I already used 'new' on my ridiculously large array, so memory should be on the heap. I have tried using a smaller MAX_LIMIT such as 100,000 and my function works. Anyone knows why?
Also, I am wondering why I don't need to dereference my pointer arr. For example, arr[y] = false works, but *arr[y] or (*arr)[y] doesn't. Hopefully this can be clarified too.
Thanks for reading this and I appreciate any help.

There are two types of issues in the posted code, the memory managment and the algorithms.
Resource acquisition
The program exhibits three kinds of memory allocation:
Variable length array. In main, out is declared as int out[maxi], maxi beeing a variable, not a compile time constant. This is a C99 feature, it's never been part of any C++ standard, even if it is offered as a feature by some compiler.
bool *arr = new bool[MAX_LIMIT];. Modern guidelines suggest to avoid the use of bare new to allocate memory and to prefer smart pointers, standard containers and in general to follow the RAII idiom, but that's not even the major problem here. MAX_LIMIT is way too big to not lead to a std::bad_alloc exception and also delete is never called.

» AIM A
How would you sum up the forum thread above in two sentences?

(Records taken from a collection)

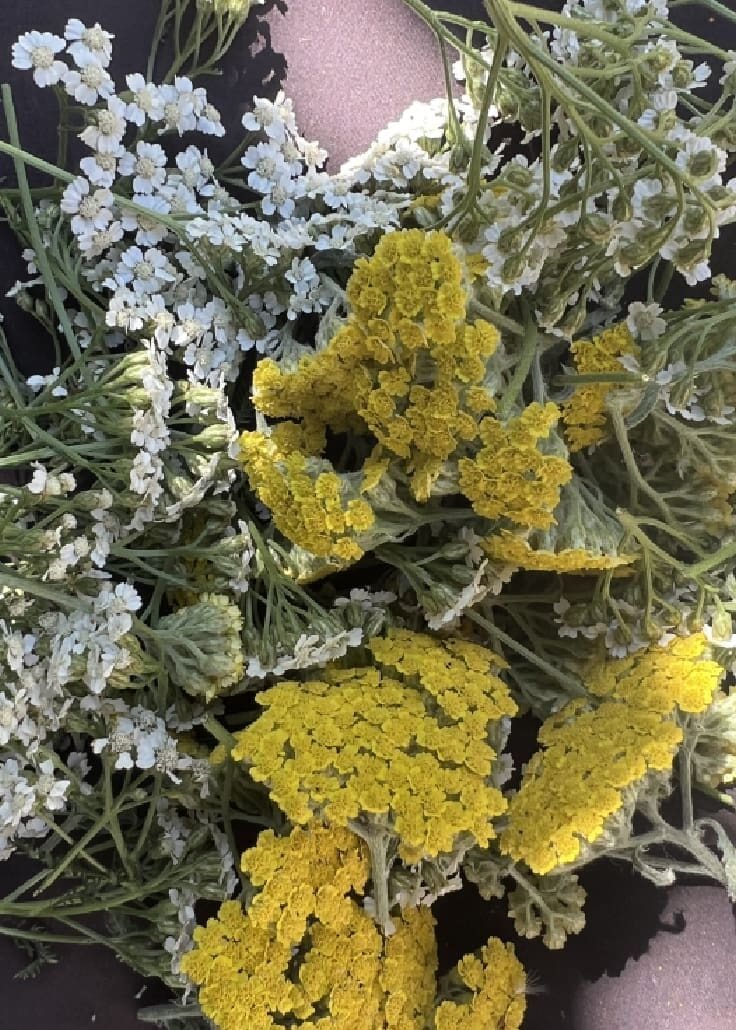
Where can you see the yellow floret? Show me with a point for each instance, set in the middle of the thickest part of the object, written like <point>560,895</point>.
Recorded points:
<point>402,742</point>
<point>585,413</point>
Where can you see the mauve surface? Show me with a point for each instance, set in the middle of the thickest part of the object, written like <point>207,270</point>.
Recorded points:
<point>647,959</point>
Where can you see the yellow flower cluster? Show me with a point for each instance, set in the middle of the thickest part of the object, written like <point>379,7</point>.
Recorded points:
<point>310,503</point>
<point>681,674</point>
<point>585,413</point>
<point>497,982</point>
<point>511,549</point>
<point>406,367</point>
<point>306,953</point>
<point>575,783</point>
<point>510,477</point>
<point>407,742</point>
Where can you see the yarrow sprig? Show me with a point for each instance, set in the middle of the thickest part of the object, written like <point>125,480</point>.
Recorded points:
<point>333,477</point>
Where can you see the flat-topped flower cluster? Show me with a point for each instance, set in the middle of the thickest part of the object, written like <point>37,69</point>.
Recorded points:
<point>333,477</point>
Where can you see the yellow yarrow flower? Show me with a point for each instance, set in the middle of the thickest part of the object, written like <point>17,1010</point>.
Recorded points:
<point>310,503</point>
<point>510,549</point>
<point>678,675</point>
<point>494,987</point>
<point>585,413</point>
<point>583,538</point>
<point>406,368</point>
<point>575,783</point>
<point>406,743</point>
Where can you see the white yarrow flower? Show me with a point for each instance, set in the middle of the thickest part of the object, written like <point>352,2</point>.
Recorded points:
<point>38,50</point>
<point>89,81</point>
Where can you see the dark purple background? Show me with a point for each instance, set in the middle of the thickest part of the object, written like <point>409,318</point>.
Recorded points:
<point>647,959</point>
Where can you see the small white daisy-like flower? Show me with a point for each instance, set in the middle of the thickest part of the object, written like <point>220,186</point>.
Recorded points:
<point>268,166</point>
<point>108,129</point>
<point>210,122</point>
<point>95,242</point>
<point>38,50</point>
<point>147,166</point>
<point>144,272</point>
<point>643,320</point>
<point>102,168</point>
<point>147,101</point>
<point>91,209</point>
<point>88,81</point>
<point>94,42</point>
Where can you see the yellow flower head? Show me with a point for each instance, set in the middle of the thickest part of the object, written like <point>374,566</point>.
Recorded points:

» AIM B
Can you give, as a numbered list with blank lines left out, the lines of the listing from the line containing "Where can you see the small" up to and including the line containing "<point>102,168</point>"?

» WORKED SOLUTION A
A poster who allocated a very large array with new reports that the function works with a smaller MAX_LIMIT such as 100,000 and asks why, and also asks why arr[y] = false works without dereferencing the pointer arr. A reply says the code has memory-management and algorithm issues, noting that the variable length array in main is a C99 feature that has never been part of any C++ standard, and that MAX_LIMIT is too big to avoid a std::bad_alloc exception while delete is never called.

» WORKED SOLUTION B
1. Where can you see the small white daisy-like flower? Show me with a point for each instance, set in the middle of the thickest part of the object, written like <point>220,186</point>.
2. Recorded points:
3. <point>268,166</point>
4. <point>108,129</point>
5. <point>210,122</point>
6. <point>95,242</point>
7. <point>38,50</point>
8. <point>147,166</point>
9. <point>144,272</point>
10. <point>643,320</point>
11. <point>102,168</point>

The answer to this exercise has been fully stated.